** Begin **
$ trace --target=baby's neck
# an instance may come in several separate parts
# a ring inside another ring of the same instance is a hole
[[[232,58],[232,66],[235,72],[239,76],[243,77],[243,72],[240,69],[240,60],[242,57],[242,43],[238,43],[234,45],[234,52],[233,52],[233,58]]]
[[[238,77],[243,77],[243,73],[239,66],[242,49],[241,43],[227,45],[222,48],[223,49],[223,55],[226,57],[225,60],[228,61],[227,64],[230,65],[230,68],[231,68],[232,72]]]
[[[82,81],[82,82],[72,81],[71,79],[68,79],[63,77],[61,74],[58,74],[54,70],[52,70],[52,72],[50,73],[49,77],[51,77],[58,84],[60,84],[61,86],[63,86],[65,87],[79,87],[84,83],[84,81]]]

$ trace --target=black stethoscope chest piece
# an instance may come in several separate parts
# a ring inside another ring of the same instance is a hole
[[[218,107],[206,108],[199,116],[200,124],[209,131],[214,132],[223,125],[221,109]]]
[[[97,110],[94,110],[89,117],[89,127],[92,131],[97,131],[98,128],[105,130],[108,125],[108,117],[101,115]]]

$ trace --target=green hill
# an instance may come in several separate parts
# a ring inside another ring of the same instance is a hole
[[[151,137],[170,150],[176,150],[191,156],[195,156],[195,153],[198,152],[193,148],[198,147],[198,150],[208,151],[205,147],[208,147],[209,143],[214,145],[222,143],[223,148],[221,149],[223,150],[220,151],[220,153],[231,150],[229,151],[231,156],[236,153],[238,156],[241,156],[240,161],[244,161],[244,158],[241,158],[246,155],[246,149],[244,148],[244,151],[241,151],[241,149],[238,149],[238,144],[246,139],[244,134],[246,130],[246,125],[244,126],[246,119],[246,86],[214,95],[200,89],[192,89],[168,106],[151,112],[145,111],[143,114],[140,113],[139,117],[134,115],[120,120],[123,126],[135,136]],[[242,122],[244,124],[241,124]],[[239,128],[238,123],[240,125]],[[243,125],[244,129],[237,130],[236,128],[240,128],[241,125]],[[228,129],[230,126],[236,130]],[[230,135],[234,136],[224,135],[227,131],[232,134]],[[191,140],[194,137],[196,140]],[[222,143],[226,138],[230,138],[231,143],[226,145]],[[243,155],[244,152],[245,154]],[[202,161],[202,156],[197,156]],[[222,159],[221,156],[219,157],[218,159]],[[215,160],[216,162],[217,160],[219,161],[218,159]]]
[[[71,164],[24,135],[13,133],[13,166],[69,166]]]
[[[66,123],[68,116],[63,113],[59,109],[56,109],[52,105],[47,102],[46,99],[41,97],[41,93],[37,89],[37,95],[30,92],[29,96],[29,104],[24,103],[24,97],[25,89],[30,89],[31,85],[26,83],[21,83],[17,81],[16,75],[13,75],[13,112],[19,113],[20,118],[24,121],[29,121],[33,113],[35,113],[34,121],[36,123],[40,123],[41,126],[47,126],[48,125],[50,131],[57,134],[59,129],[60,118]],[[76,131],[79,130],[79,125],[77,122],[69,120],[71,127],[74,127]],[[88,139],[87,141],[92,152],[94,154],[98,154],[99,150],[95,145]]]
** End **
▶ [JOB] Copy every line of the items above word for word, leaving nothing out.

▶ [CORRECT OUTPUT]
$ trace --target=baby's neck
# an instance may come in several separate parts
# a ring inside another ring of the same instance is a hole
[[[232,58],[232,66],[235,72],[239,76],[243,77],[243,72],[240,69],[240,60],[242,57],[242,43],[238,43],[234,45],[234,52],[233,52],[233,58]]]
[[[238,77],[243,77],[243,73],[239,66],[242,49],[241,43],[227,45],[222,48],[223,49],[223,55],[226,57],[225,60],[228,61],[227,64],[230,65],[230,68],[231,68],[232,72]]]
[[[82,81],[82,82],[72,81],[71,79],[68,79],[63,77],[61,74],[58,74],[54,70],[52,70],[52,72],[50,73],[49,77],[51,77],[58,84],[60,84],[61,86],[63,86],[65,87],[79,87],[84,83],[84,81]]]

$ trace --target=black stethoscope chest piece
# an instance may come in several separate parts
# a ring inside another ring of the same instance is a hole
[[[218,107],[206,108],[199,116],[200,124],[209,131],[214,132],[223,125],[221,109]]]
[[[97,110],[94,110],[89,117],[89,127],[92,131],[97,131],[98,128],[105,130],[108,125],[108,117],[101,115]]]

$ trace --target=green hill
# an instance may come in several separate parts
# a ring inside another ring of the same instance is a hole
[[[151,137],[170,150],[176,150],[191,156],[195,156],[195,153],[198,152],[193,148],[198,147],[198,150],[208,151],[205,147],[208,147],[209,143],[214,145],[222,143],[223,148],[221,149],[223,150],[220,151],[220,153],[231,150],[229,151],[231,156],[236,153],[238,156],[241,156],[240,161],[244,161],[244,158],[241,158],[246,155],[246,149],[244,148],[244,151],[241,151],[241,149],[238,149],[238,144],[246,139],[244,134],[246,130],[246,125],[244,126],[246,119],[246,86],[214,95],[200,89],[192,89],[168,106],[151,112],[145,111],[143,114],[140,113],[139,117],[134,115],[120,120],[123,126],[135,136]],[[242,122],[244,124],[241,124]],[[239,128],[238,123],[240,125]],[[243,125],[244,129],[237,130],[236,128],[240,128],[241,125]],[[228,129],[230,126],[236,130]],[[230,135],[234,136],[224,135],[227,131],[232,134]],[[191,140],[194,137],[196,140]],[[222,143],[226,138],[230,138],[231,143],[226,145]],[[243,155],[244,152],[245,154]],[[202,161],[202,156],[197,156]],[[222,159],[221,156],[219,157],[218,159]],[[215,160],[216,162],[217,160],[219,161],[218,159]]]
[[[71,164],[24,135],[13,133],[13,166],[69,166]]]
[[[66,123],[68,116],[63,113],[59,109],[56,109],[52,105],[47,102],[46,99],[41,97],[41,93],[37,89],[37,95],[30,92],[29,96],[29,104],[24,103],[24,97],[25,89],[30,89],[31,85],[26,83],[21,83],[17,81],[16,75],[13,75],[13,112],[19,113],[20,118],[24,121],[29,121],[33,113],[35,113],[34,121],[36,123],[40,123],[41,126],[47,126],[48,125],[50,131],[57,134],[59,129],[60,118]],[[76,131],[79,130],[79,125],[77,122],[69,120],[71,127],[74,127]],[[88,139],[87,141],[92,152],[94,154],[98,154],[99,150],[95,145]]]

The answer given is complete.